◆ **PROMPT**
Take the line that contains "Target: street lamp glass lantern" and every line after it in the material below, and quote them exactly.

◆ **DATA EXTRACT**
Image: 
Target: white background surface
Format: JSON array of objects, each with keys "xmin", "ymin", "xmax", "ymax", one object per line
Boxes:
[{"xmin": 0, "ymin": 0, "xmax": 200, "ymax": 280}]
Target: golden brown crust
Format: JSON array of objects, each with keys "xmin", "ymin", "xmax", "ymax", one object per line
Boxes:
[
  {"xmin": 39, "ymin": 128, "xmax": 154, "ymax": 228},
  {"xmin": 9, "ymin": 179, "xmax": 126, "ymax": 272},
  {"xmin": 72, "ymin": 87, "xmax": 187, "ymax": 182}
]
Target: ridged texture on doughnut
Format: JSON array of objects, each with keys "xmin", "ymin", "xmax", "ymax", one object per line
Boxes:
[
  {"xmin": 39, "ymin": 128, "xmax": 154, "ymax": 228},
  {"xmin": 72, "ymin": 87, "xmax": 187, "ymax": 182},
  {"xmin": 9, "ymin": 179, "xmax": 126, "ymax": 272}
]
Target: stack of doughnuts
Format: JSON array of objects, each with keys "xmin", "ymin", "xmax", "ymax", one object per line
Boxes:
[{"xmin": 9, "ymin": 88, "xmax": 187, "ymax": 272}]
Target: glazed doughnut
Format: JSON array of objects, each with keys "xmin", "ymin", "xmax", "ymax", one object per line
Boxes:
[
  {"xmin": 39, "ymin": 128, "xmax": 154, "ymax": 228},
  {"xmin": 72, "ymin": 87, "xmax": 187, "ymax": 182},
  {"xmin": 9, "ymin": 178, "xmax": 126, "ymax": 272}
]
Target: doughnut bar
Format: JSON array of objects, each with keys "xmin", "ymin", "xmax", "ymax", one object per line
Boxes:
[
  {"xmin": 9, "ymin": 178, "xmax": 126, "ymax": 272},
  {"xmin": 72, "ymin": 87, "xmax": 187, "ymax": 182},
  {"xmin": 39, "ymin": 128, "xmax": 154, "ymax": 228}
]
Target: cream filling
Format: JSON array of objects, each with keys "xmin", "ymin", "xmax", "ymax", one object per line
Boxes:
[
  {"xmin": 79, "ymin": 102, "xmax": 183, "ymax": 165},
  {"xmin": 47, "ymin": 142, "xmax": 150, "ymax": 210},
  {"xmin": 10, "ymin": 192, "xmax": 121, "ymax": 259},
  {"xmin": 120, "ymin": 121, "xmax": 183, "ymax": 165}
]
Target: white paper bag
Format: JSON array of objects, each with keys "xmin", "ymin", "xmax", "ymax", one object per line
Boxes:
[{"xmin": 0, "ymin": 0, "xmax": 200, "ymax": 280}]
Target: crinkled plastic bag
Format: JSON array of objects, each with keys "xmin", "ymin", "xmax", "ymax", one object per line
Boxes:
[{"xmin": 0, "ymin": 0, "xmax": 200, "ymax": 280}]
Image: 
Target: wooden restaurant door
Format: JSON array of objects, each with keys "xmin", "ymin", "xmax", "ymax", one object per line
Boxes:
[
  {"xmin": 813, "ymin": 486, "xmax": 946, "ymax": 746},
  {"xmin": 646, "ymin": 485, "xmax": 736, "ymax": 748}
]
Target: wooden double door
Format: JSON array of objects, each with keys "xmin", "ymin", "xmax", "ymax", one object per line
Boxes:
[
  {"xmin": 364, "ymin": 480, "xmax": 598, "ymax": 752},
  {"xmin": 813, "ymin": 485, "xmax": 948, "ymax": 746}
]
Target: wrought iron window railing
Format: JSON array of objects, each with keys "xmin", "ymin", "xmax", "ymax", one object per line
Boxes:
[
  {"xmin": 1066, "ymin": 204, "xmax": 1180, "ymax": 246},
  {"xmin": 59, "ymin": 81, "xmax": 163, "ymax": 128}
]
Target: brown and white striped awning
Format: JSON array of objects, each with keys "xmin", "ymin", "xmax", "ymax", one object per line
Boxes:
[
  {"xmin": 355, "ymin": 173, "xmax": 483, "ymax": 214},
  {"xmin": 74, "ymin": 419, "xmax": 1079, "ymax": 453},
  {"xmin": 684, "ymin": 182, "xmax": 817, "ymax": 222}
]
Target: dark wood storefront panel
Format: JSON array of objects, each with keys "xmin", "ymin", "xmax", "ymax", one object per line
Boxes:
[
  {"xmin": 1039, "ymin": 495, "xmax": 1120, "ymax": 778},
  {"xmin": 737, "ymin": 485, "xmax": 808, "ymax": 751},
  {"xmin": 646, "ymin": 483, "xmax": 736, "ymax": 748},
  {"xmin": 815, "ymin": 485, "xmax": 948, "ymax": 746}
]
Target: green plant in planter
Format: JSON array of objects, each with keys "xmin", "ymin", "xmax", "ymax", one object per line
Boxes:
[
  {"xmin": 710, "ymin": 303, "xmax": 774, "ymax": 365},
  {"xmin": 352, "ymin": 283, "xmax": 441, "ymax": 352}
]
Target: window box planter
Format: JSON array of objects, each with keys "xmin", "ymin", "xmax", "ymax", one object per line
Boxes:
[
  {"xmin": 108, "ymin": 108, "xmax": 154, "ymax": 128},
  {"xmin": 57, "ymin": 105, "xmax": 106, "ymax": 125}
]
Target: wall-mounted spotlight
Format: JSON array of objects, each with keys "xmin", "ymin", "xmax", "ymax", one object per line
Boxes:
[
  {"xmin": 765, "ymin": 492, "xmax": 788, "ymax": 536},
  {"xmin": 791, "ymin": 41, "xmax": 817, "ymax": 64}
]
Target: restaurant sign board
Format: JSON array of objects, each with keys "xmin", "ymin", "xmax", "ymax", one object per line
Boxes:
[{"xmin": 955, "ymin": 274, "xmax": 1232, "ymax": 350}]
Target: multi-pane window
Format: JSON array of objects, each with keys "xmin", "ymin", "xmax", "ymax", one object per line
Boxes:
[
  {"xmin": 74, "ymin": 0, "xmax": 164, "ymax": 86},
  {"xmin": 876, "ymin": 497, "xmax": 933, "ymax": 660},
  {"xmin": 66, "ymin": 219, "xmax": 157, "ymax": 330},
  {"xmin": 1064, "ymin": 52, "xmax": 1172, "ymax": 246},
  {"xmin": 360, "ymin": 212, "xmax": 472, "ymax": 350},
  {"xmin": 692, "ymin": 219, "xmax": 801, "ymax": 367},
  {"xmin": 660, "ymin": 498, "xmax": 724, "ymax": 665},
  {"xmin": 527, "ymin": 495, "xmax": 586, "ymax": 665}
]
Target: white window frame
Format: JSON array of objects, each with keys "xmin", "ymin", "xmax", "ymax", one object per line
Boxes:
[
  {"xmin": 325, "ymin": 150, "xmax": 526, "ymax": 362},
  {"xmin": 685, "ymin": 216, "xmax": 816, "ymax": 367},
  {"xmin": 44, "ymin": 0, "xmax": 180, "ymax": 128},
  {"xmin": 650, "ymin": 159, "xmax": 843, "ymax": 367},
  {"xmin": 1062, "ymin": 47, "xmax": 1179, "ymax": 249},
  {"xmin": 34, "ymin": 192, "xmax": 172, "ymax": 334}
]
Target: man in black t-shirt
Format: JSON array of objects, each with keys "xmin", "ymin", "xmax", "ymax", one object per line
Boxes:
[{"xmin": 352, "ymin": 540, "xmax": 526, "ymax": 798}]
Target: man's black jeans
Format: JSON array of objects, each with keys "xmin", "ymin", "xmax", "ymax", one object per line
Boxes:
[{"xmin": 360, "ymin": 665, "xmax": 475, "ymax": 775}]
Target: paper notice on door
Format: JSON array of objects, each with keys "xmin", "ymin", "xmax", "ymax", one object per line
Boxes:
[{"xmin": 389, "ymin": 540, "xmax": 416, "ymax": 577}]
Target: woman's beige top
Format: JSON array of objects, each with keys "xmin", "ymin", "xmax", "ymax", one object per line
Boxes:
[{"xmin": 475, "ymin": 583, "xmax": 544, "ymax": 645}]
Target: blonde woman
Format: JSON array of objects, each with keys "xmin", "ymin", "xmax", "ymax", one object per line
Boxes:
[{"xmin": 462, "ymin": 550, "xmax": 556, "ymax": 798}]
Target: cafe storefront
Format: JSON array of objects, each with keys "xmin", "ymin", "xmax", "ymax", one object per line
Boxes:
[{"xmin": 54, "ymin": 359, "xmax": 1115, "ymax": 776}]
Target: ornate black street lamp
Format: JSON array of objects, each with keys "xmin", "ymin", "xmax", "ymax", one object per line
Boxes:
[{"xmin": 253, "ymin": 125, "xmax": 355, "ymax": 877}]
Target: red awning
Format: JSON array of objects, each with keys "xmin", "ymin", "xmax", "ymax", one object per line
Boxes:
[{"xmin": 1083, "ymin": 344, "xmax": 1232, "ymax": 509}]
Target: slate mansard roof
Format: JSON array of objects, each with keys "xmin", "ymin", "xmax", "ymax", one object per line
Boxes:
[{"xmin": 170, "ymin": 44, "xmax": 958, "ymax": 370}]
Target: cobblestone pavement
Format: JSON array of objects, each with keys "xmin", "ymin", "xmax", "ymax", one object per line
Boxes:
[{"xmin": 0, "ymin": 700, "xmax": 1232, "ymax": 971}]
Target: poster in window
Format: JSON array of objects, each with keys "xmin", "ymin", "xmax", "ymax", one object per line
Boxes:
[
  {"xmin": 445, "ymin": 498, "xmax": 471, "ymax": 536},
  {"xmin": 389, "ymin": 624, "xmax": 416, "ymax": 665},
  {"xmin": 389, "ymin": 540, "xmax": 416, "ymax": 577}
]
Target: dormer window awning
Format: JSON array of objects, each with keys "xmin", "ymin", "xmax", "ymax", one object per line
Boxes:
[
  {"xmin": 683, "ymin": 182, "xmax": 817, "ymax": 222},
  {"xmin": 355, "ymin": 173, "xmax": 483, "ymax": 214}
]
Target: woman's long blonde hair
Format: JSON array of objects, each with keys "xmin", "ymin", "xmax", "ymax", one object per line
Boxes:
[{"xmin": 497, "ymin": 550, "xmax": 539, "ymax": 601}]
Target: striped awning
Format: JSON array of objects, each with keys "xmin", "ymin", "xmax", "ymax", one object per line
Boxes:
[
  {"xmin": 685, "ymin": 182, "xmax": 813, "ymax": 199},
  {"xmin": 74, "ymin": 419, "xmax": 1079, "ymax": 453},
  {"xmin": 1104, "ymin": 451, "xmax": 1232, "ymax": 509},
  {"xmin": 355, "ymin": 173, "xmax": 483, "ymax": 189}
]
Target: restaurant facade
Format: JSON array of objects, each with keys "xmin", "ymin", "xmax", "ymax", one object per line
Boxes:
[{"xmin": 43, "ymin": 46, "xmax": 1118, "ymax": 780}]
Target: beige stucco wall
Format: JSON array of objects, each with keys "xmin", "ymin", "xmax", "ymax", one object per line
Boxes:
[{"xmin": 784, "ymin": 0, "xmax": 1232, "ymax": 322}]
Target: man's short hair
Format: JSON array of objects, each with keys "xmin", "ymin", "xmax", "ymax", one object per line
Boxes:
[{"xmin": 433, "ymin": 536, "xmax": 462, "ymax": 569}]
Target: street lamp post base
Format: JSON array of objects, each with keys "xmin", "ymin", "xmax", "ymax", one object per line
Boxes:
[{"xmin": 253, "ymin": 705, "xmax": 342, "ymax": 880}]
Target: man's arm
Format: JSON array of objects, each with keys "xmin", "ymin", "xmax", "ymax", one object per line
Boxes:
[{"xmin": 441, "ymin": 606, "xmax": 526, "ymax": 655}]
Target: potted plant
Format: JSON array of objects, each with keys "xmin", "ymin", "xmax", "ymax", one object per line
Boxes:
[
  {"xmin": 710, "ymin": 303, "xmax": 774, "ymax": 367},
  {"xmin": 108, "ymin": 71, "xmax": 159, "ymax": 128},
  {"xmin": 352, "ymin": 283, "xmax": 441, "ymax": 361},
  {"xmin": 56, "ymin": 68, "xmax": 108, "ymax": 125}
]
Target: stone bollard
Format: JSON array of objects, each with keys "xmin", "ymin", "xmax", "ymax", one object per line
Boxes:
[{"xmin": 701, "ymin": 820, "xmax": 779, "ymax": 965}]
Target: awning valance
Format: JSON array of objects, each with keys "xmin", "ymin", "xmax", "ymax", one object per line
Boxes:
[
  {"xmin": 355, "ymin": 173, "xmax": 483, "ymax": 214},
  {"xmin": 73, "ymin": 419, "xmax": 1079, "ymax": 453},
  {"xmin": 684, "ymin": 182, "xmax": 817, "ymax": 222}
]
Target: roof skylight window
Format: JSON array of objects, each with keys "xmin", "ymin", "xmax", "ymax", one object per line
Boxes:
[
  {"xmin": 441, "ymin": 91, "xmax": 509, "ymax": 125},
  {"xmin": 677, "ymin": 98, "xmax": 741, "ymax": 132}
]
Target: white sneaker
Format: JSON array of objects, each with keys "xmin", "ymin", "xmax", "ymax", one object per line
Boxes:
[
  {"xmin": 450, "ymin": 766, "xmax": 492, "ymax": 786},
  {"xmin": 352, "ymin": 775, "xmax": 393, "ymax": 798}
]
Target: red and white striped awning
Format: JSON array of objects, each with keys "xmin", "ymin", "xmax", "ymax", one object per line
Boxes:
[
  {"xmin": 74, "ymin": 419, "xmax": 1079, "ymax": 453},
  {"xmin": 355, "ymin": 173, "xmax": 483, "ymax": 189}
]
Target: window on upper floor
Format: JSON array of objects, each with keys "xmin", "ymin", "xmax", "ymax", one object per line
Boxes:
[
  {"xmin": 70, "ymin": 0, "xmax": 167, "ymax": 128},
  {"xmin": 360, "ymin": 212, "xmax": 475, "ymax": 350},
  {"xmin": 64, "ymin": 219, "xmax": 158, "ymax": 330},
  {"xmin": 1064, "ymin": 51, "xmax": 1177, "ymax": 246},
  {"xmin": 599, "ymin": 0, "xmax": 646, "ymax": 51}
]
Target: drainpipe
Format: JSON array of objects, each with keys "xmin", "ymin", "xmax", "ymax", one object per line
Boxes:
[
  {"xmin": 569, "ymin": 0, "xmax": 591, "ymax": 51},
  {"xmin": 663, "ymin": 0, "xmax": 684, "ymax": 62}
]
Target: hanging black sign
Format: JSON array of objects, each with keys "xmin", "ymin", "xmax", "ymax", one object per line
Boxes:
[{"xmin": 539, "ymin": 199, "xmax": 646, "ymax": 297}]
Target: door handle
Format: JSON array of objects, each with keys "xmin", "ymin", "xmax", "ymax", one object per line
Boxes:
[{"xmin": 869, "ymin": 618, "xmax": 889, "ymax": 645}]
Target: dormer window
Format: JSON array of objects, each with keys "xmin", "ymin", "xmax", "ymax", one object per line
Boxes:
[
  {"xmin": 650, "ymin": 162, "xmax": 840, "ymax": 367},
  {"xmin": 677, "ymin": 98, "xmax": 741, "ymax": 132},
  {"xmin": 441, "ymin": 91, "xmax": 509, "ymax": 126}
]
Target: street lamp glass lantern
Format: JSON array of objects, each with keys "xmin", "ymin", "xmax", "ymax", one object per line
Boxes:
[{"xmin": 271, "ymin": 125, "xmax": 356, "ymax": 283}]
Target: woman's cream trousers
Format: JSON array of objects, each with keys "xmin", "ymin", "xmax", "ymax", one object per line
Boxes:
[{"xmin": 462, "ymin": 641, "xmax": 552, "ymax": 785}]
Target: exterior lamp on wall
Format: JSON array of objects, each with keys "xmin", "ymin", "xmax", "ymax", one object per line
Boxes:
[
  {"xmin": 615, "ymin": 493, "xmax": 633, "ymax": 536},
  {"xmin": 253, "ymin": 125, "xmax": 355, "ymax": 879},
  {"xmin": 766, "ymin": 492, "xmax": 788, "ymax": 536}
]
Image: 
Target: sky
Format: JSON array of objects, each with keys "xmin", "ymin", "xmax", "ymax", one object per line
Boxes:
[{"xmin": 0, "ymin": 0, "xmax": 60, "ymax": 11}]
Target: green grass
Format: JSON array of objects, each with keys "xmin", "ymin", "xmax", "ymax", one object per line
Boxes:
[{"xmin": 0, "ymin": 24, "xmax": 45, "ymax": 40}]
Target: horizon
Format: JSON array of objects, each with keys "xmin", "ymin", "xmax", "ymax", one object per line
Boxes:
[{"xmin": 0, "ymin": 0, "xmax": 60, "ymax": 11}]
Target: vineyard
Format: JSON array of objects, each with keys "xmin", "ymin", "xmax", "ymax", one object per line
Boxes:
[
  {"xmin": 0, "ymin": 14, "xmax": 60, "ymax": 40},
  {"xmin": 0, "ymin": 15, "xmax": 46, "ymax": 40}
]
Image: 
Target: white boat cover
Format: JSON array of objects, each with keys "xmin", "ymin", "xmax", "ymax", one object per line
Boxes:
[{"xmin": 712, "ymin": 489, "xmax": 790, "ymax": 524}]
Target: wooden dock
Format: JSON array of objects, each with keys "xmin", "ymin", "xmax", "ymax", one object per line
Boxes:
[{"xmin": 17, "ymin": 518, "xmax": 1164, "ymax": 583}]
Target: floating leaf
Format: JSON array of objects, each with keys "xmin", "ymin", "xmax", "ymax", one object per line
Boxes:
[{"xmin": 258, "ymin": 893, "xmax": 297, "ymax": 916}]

◆ **THE OUTPUT**
Target: street lamp glass lantern
Format: JSON array of objects, each with keys "xmin", "ymin", "xmax", "ymax", one object per line
Boxes:
[{"xmin": 271, "ymin": 125, "xmax": 356, "ymax": 283}]
Target: woman's cream trousers
Format: JSON array of objects, each with keys "xmin", "ymin", "xmax", "ymax", one object per line
Boxes:
[{"xmin": 462, "ymin": 641, "xmax": 552, "ymax": 785}]
Target: exterior lamp on wall
Format: JSON array of objects, each with keys "xmin", "ymin", "xmax", "ymax", one object per line
Boxes:
[
  {"xmin": 615, "ymin": 493, "xmax": 633, "ymax": 536},
  {"xmin": 253, "ymin": 125, "xmax": 355, "ymax": 879},
  {"xmin": 766, "ymin": 492, "xmax": 788, "ymax": 536}
]
Image: 
Target: sky
Format: JSON array of objects, each with keys "xmin", "ymin", "xmax", "ymax", one object per line
Boxes:
[{"xmin": 0, "ymin": 0, "xmax": 60, "ymax": 11}]
Target: green grass
Format: JSON array of objects, each with keys "xmin", "ymin", "xmax", "ymax", one object per line
Boxes:
[{"xmin": 0, "ymin": 24, "xmax": 45, "ymax": 40}]
Target: horizon
Format: JSON array of objects, each with keys "xmin", "ymin", "xmax", "ymax", one object per line
Boxes:
[{"xmin": 0, "ymin": 0, "xmax": 60, "ymax": 11}]
Target: vineyard
Format: JSON array of objects, each with keys "xmin", "ymin", "xmax", "ymax", one object per line
Boxes:
[
  {"xmin": 0, "ymin": 14, "xmax": 60, "ymax": 40},
  {"xmin": 0, "ymin": 15, "xmax": 46, "ymax": 40}
]
Image: 
Target: white boat cover
Format: JSON array of objects, each with keys "xmin", "ymin", "xmax", "ymax", one object per line
Boxes:
[{"xmin": 712, "ymin": 489, "xmax": 790, "ymax": 524}]
Target: wooden dock
Format: JSON array of objects, each with keys "xmin", "ymin", "xmax", "ymax", one object per line
Boxes:
[{"xmin": 17, "ymin": 518, "xmax": 1164, "ymax": 583}]
Target: floating leaf
Format: JSON array of objects, each with keys "xmin", "ymin", "xmax", "ymax", one object per line
Boxes:
[{"xmin": 258, "ymin": 893, "xmax": 297, "ymax": 916}]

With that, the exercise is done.